_THE PROBLEM_
Rewrite everything from the line containing "of the stone" down to the line containing "[(60, 10), (60, 13)]", both included, and output only those lines. Leave the requests and their sample point lists unchanged, but multiply every coordinate in the answer points by 1.55 and round to whole numbers, with halves rounded up.

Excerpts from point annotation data
------------------------------------------------

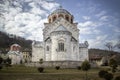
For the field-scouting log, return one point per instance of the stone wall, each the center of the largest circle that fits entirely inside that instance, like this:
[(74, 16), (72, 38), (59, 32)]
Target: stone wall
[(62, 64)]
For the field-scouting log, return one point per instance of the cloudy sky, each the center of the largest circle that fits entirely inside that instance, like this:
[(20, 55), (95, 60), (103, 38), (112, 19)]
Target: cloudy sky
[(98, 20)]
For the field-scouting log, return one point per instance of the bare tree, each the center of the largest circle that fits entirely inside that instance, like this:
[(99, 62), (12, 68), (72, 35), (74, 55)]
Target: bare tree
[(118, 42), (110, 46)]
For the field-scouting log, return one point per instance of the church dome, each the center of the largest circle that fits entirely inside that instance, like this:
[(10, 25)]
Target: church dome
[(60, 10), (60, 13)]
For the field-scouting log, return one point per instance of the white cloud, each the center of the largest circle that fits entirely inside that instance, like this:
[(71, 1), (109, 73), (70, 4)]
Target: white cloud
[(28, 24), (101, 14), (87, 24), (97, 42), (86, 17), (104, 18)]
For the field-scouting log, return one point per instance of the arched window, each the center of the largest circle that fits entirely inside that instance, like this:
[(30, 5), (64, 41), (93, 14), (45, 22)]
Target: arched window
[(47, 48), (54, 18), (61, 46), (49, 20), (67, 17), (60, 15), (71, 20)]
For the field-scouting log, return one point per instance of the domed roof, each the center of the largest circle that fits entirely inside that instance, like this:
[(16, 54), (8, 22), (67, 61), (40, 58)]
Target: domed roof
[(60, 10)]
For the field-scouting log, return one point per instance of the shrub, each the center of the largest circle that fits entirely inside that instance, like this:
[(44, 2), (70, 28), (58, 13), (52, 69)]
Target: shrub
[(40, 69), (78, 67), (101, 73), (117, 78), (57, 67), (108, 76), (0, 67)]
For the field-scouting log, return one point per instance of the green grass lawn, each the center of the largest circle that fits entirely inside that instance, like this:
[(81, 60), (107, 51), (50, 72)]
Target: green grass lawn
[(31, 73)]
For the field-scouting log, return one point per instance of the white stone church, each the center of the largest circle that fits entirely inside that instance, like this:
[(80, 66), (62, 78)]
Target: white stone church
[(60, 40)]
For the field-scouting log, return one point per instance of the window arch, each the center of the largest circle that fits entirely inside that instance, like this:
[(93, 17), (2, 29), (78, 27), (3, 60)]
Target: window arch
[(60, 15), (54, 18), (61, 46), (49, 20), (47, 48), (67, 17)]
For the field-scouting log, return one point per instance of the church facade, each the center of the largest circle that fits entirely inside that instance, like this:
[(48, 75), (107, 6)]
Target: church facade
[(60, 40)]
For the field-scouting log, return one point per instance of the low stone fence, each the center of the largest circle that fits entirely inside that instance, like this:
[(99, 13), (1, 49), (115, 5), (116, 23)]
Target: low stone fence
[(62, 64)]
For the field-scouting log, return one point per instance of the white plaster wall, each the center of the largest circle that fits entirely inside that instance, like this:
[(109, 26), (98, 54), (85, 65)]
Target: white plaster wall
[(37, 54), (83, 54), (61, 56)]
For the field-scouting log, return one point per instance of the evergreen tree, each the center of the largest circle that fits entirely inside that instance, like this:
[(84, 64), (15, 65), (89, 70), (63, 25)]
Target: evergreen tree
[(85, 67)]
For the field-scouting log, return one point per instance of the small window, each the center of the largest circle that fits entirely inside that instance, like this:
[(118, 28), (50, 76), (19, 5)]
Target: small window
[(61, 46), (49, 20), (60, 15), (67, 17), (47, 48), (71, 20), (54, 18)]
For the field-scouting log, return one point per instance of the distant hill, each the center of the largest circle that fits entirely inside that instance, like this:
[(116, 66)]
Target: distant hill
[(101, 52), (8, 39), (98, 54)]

------------------------------------------------

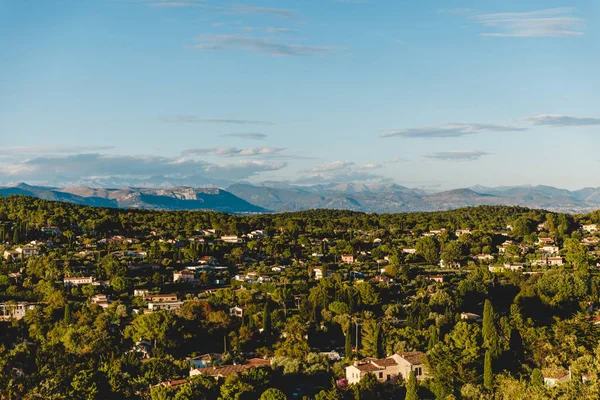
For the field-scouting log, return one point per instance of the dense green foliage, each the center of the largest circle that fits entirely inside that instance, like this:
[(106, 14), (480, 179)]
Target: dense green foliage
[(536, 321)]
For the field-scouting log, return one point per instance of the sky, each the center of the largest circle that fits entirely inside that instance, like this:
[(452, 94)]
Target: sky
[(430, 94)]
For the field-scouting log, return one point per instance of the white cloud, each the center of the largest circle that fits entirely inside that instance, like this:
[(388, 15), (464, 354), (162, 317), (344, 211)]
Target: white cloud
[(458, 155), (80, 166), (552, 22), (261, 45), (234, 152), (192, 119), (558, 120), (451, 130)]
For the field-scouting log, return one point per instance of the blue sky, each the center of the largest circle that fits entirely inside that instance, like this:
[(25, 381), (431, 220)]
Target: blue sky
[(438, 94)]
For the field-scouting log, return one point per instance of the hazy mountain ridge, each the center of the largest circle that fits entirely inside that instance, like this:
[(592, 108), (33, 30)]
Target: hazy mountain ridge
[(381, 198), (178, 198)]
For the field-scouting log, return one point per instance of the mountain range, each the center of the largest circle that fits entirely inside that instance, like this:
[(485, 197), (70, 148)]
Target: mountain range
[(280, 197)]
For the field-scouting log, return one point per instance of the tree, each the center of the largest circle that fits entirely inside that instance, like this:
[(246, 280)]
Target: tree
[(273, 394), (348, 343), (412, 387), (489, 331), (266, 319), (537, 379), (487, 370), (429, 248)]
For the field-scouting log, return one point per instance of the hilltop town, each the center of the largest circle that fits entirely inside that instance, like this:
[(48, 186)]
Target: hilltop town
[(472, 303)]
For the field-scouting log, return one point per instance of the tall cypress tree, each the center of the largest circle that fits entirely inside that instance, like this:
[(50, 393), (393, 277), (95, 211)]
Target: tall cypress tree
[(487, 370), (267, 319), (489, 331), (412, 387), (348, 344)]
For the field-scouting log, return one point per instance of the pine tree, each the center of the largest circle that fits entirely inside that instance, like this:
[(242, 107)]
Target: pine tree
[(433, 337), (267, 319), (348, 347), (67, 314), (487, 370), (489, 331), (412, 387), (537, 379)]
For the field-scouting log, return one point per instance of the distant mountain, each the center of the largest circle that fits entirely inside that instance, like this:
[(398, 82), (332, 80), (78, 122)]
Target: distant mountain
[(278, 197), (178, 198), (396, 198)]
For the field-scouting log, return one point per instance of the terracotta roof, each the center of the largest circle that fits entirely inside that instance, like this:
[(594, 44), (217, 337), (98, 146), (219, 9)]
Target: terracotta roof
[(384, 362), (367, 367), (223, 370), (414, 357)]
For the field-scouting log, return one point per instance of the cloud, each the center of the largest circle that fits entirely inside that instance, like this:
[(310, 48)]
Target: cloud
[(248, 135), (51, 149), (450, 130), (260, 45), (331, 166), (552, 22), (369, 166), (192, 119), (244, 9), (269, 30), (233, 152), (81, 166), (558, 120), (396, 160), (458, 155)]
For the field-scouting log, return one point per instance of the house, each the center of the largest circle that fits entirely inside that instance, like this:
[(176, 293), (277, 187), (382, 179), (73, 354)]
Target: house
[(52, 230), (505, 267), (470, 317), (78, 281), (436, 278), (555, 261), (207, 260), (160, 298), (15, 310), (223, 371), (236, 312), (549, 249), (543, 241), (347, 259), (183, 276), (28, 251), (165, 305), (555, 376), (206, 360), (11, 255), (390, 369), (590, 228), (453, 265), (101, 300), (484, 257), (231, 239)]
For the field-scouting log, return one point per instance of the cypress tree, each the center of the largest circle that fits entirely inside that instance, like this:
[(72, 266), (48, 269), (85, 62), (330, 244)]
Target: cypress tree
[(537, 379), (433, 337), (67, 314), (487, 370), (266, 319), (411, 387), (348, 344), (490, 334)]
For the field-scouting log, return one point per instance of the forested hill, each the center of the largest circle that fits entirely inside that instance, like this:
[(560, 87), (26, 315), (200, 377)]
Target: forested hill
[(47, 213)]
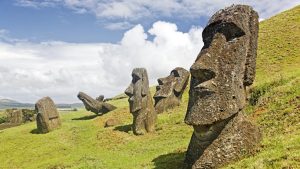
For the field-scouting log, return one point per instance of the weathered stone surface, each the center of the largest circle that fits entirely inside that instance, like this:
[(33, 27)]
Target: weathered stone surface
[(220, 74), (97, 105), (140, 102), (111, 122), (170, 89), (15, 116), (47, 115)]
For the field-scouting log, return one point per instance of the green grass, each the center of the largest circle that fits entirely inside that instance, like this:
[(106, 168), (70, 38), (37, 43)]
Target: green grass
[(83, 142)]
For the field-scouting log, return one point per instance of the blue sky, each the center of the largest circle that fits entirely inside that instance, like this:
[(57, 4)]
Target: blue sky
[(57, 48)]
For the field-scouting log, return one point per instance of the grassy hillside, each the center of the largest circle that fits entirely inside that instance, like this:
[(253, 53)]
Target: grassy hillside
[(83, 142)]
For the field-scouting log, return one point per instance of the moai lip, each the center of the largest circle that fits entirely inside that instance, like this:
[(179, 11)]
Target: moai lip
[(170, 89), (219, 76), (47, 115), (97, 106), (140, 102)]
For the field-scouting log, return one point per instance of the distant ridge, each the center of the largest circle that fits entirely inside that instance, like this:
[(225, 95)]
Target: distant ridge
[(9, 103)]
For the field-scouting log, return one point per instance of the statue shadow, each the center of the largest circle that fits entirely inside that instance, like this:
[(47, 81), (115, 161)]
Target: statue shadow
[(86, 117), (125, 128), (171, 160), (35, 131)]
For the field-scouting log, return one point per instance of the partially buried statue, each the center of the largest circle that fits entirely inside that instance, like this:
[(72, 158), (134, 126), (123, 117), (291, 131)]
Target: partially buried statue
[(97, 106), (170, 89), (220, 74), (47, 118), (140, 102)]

------------------------------------------------

_SOLUTION_
For the field-scouting log, return one point per instance of the stone wall, each the center of the largest circle that fits entirely inside that instance, like this:
[(74, 16), (72, 38), (59, 32)]
Target: stone wall
[(96, 99)]
For the field-scouting log, return one point per instance of the cloudy sky, each the center of the largest circle that fits entirely inside that instance, like this:
[(20, 55), (95, 60), (103, 38), (112, 19)]
Target: cloudy sky
[(152, 31)]
For the field-scouting log, return one point per instance of the bare tree, each the center of the largest circle that fits entirely inside that instance, like this:
[(99, 62), (12, 68), (72, 35), (74, 55)]
Target: bare tree
[(183, 65), (171, 71)]
For the field-scouting log, return one point per instance of the church dome, each the center of the largest circle that fits entirely inside that instance, like this:
[(10, 25)]
Target: church dome
[(93, 16), (93, 20)]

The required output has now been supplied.